▶ _I TUOI COMPITI_:
1. Nel brano sui delitti del romanzo, in quale luogo viene pugnalato lo studioso milanese?
2. Scrivi il seguito del brano sui delitti del romanzo, riprendendo dopo la sua ultima frase.

┌─ BRANO SCELTO

Il primo di questi atti delittuosi coinvolge il mondo dell’aristocrazia, riguarda infatti la morte della baronessa Salomè, benefattrice e, per dirla con le parole del conte Lomelet suo amico, praticante di quella felicità che si trova al di fuori dal matrimonio e delle convenzioni borghesi. Del secondo invece è vittima uno studioso milanese pugnalato nella Biblioteca Nazionale, avversato da un gruppo di intellettuali, i Difensori, intesi a tutelare dalle mire delle biblioteche del Nord la produzione letteraria di un giovane recanatese, un tizio un po’ felino, secondo Veneruso che si ostina a chiamarlo Leopardo, autore di una lirica intitolata l’Infinito (!!). Il terzo delitto, il più atroce, riguarda una giovane prostituta di tredici anni, Patrizia, accoltellata, (sarebbe più appropriato dire squartata) secondo i primi sospetti da Nando il Brutto, un giovane nato storto invaghito insanamente di lei.
Questi i delitti, per così dire palesi accanto ai quali il romanzo ne denunzia altri, più reconditi e non per questo meno gravi, anzi! Sono delitti che riguardano la morte di una civiltà, quella partenopea, e della sua lingua, il napoletano.

└─
┌─ SEZIONE DATI

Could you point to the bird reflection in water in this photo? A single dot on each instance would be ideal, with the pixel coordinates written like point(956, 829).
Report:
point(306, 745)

└─

▶ _SEZIONE RISPOSTE_:
1. Nella Biblioteca Nazionale.

2.
Penso che anche questo mondo sta svanendo, [afferma Guerrieri il direttore della Biblioteca Nazionale] come gli altri, e nessuno lo potrà mai fare tornare indietro […] un universo di conoscenze che verrà spazzato via, […] è già accaduto in passato per mille altri mondi, però avviene sempre lentamente e nessuno se ne rende conto, nessuno se lo ricorda più […] ma tra tutti i mondi ce n’è uno più importante degli altri…[…] La lingua.
Perché anche le lingue muoiono e nessuno fa nulla contro questo delitto. Il delitto del napoletano, dicevamo, una lingua a tutta gli effetti per importanza, complessità e tradizione culturale, uccisa per stupidità, per scelleratezza dai suoi stessi parlanti che l’hanno relegata alla classe debole in funzione della modernità.
Legato a quest’ ultimo delitto, quello delle parole ritenuto da Lama il più grave come si potrebbe dedurre dall’intenzione poi messa da parte, dell’autore di dare in un primo momento al giallo il titolo La morte delle parole.
Le parole non uccidono [afferma sempre Guerrieri] piuttosto vengono uccise. Ma prima che esse muoiano possono arrogarsi il torto o la ragione di stravolgere la realtà perché ci sono parole vere e parole false o fuorvianti. Lo sa bene Diego Lama che si serve di esse per costruire una vicenda apparentemente condotta sul filo del divertissement ma che alla fine presenta al lettore un conto molto più salato. Anche i piani di lettura risultano pensati con accuratezza, costruiti, come ci si può aspettare da un architetto qual è l’autore, su geometrie e simmetrie che si intersecano perfettamente tra loro. Lo stesso avviene anche a livello di fruizione, per cui il libro si presenta senz’altro godibile a un lettore poco scaltrito ma ancor di più per chi ne sa decodificare alcune chiavi di lettura, come avviene ad esempio per tutta la parte concernente il delitto della biblioteca.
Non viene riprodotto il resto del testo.